→ Provided text:
☆ ☆ ☆ ☆ ☆
I said wow after reading that his 2 row aluminum still got 200+ on the highway! I have an aluminum summit brand 2 row rad with 1" tubing and a 15" syclone fan from flex a lite that kicks on at 190 and off at 165. $250 for the whole setup. I have no hood insulation but i do run a pretty hot cam in my 455 and idle around 750-850rpm. I have never seen temps above 195 even in 90 degree summer day traffic. 

I'd hate to state the obvious here but id start looking to replace the water pump and thermostat. My stat opens at 160 i believe.


----------



## gjones (Oct 8, 2012)

*8/11 bolt pattern?*

If he does have the old 8 bolt style timing cover, does he still need to set the divider plate, or is that strictly for the 11 bolt pattern style only?


----------



## gr868 (Jul 29, 2013)

Tried the 2 core. It runs about 210 on a 85 degree day with A/C going and in moderate traffic. 
That seems a little high and think I should go with more cores.
What do you think?


----------



## BearGFR (Aug 25, 2008)

Whle you're at it, gr868, avail yourself of the forum search tools here. There are several discussions in various places on the forum that cover the topic of how to make your Pontiac's cooling system work very well.

Bear


----------



## gr868 (Jul 29, 2013)
☆ ☆ ☆ ☆ ☆
→ Dataset rows:
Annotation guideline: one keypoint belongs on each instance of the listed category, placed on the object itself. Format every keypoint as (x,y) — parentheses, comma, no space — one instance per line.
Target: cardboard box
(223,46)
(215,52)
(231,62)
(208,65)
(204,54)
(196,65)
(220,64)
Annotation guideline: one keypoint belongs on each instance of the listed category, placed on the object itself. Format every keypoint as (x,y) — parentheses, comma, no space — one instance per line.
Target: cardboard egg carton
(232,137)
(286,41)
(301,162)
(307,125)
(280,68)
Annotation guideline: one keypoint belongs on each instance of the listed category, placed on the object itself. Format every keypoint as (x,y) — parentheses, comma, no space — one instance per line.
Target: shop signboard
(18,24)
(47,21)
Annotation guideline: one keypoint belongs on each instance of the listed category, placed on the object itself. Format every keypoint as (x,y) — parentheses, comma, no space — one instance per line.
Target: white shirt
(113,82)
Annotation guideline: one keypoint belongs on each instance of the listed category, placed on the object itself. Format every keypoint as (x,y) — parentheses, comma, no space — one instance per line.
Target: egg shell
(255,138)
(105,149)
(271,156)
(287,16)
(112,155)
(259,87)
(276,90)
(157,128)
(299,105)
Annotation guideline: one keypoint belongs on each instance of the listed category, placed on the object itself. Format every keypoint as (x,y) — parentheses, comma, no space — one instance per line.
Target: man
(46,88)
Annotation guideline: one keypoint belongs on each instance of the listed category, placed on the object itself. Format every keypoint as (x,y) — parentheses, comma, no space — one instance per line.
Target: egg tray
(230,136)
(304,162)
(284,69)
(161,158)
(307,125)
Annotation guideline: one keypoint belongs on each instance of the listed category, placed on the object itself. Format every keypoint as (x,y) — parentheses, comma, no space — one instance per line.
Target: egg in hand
☆ ☆ ☆ ☆ ☆
→ What to work on:
Extend the forum thread about cooling a Pontiac with an aluminum radiator by writing on from the point where it stops. The entries come from a different source than the forum thread.

→ Written reply:
Thanks Bear.
'will do.


----------



## joelau27 (Sep 22, 2018)

Get a pump with the cast impeller, and check clearance between impeller and divider plate. Try Ames Perf., BOP,or Butler Eng.


----------



## joelau27 (Sep 22, 2018)

Use a 160 thermostat, I have a '69 and it never gets to 200. It might get to 185.

Joe


----------



## bigD (Jul 21, 2016)

gr868 said:


> Tried the 2 core. It runs about 210 on a 85 degree day with A/C going and in moderate traffic.
> That seems a little high and think I should go with more cores.
> What do you think?


A 2-row needs to have at least 1" wide tubes. The cheap 2-rows have smaller tubes. 

Champion makes 2-rows with 1" tubes, under their American Eagle brand name. They're sold direct, on Ebay, and from lots of other vendors.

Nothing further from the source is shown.